** Opening AVAILABLE DATA block **

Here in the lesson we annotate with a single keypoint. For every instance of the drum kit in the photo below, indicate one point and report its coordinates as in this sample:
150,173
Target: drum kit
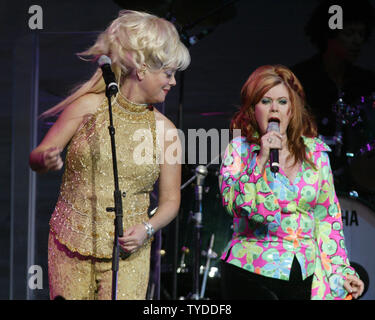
205,221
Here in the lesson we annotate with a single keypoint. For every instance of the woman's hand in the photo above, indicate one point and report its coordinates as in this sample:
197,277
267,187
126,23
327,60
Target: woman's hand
133,238
270,140
51,159
354,285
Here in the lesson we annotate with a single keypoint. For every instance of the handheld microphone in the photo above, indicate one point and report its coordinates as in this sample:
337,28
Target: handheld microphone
274,153
104,63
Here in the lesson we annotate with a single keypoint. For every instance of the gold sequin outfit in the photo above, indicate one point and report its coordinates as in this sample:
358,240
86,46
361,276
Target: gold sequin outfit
81,230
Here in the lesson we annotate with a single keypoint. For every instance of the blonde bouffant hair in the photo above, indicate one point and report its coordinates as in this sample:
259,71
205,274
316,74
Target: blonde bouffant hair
132,40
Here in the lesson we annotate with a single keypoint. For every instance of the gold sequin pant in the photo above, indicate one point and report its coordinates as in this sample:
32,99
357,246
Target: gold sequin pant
76,277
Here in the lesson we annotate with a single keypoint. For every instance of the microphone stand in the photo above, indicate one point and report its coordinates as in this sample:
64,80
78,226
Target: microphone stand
117,199
201,175
210,254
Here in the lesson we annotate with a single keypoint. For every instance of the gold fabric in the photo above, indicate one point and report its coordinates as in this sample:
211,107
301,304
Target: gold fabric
80,220
76,277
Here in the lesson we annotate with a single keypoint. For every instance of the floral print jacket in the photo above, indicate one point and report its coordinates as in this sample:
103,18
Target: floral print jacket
275,220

** Closing AVAILABLE DATA block **

▶ _REQUIRED ACTION_
Without including any picture, retype the entries exactly.

▶ _YOUR RESPONSE_
Here in the lesson we annotate with a single keypoint. For every instance of the drum kit in the photo below, indicate one point and report its coordinates as in this sample:
150,173
Target: drum kit
205,221
Here in the lesson we annotate with a single keypoint. For every instance of the woman's hand in the photo above, indicate one point and report its coordinates as in this sample:
197,277
267,187
126,23
327,60
Target: woman's hand
133,238
270,140
51,159
354,285
Here in the lesson we annotate with a single keypoint. For every instance of the handheld microphone in the photo above, indicate one point and report its coordinates as in this sample:
337,28
Target: handheld microphone
274,153
104,63
Here in the lesson we annotate with a single keypoint. For every instance of the gold sequin outfit in the photo above, indicate one point and report its coordinates as in this sample:
358,240
86,46
361,276
Target: gold sequin outfit
81,230
Here in the lesson we annotate with a single keypoint. For every instance of the blonde bouffant hair in the photo above, indicate one point and report its coordinates as in this sample:
259,71
205,274
316,74
Target: blonde bouffant hair
132,40
Here in the lesson we annotate with a single keypoint. For every instance of the gold sequin pant in the photo above, indicate one point and report its coordinates as in this sample:
32,99
357,246
Target: gold sequin pant
76,277
Here in the lesson we annotate with a single keypoint. For every instance of the microphone stand in the photo above, indicate one point and report its coordinates as in this sample:
64,80
78,226
Target: microphone stand
117,199
201,175
210,254
Here in the lesson we annotate with a single keypoint. For every instance of the gold fabric in the photo above, indicate one point and report its coordinates as in this sample:
211,107
301,304
Target: gold fabric
80,220
76,277
Here in the lesson we annotate with a single keypoint. For every instance of the floral print jacket in the photo above, indicate one point and report its coordinates as in this sample:
103,18
Target: floral print jacket
275,220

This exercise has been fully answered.